**Excerpt provided**:

Scientific classification
- Kingdom: Animalia
- Phylum: Chordata
- Class: Aves
- Order: Passeriformes
- Family: Furnariidae
- Genus: Cinclodes
- Species: C. atacamensis
- Binomial name: Cinclodes atacamensis (Philippi, 1857)

= White-winged cinclodes =

- Genus: Cinclodes
- Species: atacamensis
- Authority: (Philippi, 1857)
- Conservation status: LC

Species of bird

The white-winged cinclodes (Cinclodes atacamensis) is a species of bird in the Furnariinae subfamily of the ovenbird family Furnariidae. It is found in Argentina, Bolivia, Chile, and Peru.

==Taxonomy and systematics==

The white-winged cinclodes has two subspecies, the nominate C. a. atacamensis (Philippi, 1857) and C. a. schocolatinus (Reichenow, 1920). Some authors have suggested that it and the white-bellied cinclodes (C. palliatus) are sister species, but genetic tests were inconclusive.

==Description==

The white-winged cinclodes is 19 to 20 cm long and weighs 45 to 56 g. It is a fairly large cinclodes with a decurved bill. The sexes have the same plumage. Adults of the nominate subspecies have a whitish supercilium, brownish gray lores, grayish brown ear coverts with reddish tones, and a whitish malar area with some faint darker flecks. Their crown is grayish brown and their upperparts rich reddish brown. Their wing coverts are reddish brown. Their wings have white at the bend and blackish flight feathers with white across their base forming a conspicuous band. Their tail's central feathers are dark fuscous brown with paler shafts and the rest are blackish brown with increasingly large white spots from the inner to the outer feathers. Their throat is whitish with faint darked specks, their breast and sides buffy grayish, their belly brownish gray, their flanks rich brown, and their undertail coverts mottled brown and grayish white. Their upper breast has faint pale streaks and flecks that almost disappear on the lower breast. Their iris is dark brown, their bill blackish to dark horn, and their legs and feet dusky brown. Juveniles are like adults with pale edges on the feathers of their lower back and less distinct breast markings. Subspecies C. a. schocolatinus has darker brown upperparts and grayer underparts than the nominate, with dark brown sides and flanks.

**How to complete this task**:
According to the passage on the white-winged cinclodes, in which countries is the bird found?

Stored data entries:
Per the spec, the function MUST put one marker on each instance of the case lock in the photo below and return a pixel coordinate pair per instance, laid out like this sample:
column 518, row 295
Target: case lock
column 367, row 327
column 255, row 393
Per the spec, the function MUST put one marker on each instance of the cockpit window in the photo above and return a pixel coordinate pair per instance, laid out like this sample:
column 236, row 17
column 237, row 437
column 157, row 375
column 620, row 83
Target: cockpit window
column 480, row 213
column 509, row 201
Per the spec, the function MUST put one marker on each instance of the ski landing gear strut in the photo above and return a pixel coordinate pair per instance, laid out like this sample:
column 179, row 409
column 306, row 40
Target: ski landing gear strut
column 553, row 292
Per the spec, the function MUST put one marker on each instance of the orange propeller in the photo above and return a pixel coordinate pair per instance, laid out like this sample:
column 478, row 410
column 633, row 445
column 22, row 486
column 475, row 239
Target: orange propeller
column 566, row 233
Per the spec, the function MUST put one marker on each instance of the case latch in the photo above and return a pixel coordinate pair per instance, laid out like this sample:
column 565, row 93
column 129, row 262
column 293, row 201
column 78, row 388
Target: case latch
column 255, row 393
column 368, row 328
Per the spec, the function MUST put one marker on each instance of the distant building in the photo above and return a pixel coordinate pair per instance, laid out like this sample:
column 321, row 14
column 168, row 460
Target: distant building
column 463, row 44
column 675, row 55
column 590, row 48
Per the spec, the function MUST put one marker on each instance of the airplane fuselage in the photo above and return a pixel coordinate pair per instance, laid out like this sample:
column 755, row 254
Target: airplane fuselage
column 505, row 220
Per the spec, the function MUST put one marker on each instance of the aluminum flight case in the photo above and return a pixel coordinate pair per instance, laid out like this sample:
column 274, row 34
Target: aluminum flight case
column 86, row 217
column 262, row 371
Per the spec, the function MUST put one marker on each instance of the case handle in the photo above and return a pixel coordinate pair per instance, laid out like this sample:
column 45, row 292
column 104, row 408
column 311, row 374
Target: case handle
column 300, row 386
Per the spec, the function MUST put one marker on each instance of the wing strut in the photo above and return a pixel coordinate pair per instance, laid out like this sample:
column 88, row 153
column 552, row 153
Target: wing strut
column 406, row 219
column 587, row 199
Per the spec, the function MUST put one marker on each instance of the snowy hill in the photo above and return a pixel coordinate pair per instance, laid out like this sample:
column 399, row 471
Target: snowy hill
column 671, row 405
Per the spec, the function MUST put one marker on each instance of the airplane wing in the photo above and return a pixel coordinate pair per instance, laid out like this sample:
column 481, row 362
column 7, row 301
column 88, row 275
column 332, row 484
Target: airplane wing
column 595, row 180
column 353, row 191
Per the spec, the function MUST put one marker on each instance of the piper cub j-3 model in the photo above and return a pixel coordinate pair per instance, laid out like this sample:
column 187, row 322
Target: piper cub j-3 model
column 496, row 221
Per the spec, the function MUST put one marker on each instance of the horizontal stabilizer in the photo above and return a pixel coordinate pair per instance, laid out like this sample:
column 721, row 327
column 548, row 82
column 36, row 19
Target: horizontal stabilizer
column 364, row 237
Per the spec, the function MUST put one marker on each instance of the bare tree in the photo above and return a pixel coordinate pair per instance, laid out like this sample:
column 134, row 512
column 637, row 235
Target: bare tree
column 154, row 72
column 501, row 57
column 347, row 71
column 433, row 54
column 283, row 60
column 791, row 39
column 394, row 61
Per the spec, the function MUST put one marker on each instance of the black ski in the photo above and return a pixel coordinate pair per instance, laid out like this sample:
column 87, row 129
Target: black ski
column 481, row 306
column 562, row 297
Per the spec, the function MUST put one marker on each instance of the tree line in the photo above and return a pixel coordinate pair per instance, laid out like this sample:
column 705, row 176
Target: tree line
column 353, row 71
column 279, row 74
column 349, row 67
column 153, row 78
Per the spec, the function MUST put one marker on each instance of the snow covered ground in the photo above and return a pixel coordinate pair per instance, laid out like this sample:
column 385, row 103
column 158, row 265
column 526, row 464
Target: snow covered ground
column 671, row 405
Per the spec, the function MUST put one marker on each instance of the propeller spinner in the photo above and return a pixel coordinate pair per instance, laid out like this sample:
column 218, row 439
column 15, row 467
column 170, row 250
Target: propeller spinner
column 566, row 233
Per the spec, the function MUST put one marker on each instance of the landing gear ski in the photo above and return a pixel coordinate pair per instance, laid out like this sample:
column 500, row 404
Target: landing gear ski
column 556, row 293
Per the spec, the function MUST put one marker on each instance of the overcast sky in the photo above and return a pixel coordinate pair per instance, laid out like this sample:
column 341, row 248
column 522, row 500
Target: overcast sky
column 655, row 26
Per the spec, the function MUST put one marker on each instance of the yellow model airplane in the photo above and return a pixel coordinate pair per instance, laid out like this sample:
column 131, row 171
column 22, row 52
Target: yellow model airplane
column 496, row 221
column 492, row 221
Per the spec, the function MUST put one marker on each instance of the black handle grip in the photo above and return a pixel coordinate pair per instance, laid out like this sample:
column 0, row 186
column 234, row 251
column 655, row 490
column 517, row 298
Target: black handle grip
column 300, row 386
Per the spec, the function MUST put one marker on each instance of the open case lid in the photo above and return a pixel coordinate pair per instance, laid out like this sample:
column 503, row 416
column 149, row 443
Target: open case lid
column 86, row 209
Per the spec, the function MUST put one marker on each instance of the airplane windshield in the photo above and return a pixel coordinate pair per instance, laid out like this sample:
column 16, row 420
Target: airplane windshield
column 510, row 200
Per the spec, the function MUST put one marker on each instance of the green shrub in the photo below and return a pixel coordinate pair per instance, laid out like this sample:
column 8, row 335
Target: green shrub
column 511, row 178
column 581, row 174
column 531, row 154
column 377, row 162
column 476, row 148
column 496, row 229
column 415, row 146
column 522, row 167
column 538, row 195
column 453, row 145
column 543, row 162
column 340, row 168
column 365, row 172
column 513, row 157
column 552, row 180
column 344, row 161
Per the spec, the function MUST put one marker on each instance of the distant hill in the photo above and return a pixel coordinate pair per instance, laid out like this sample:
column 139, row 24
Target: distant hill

**Answer section**:
Argentina, Bolivia, Chile, and Peru.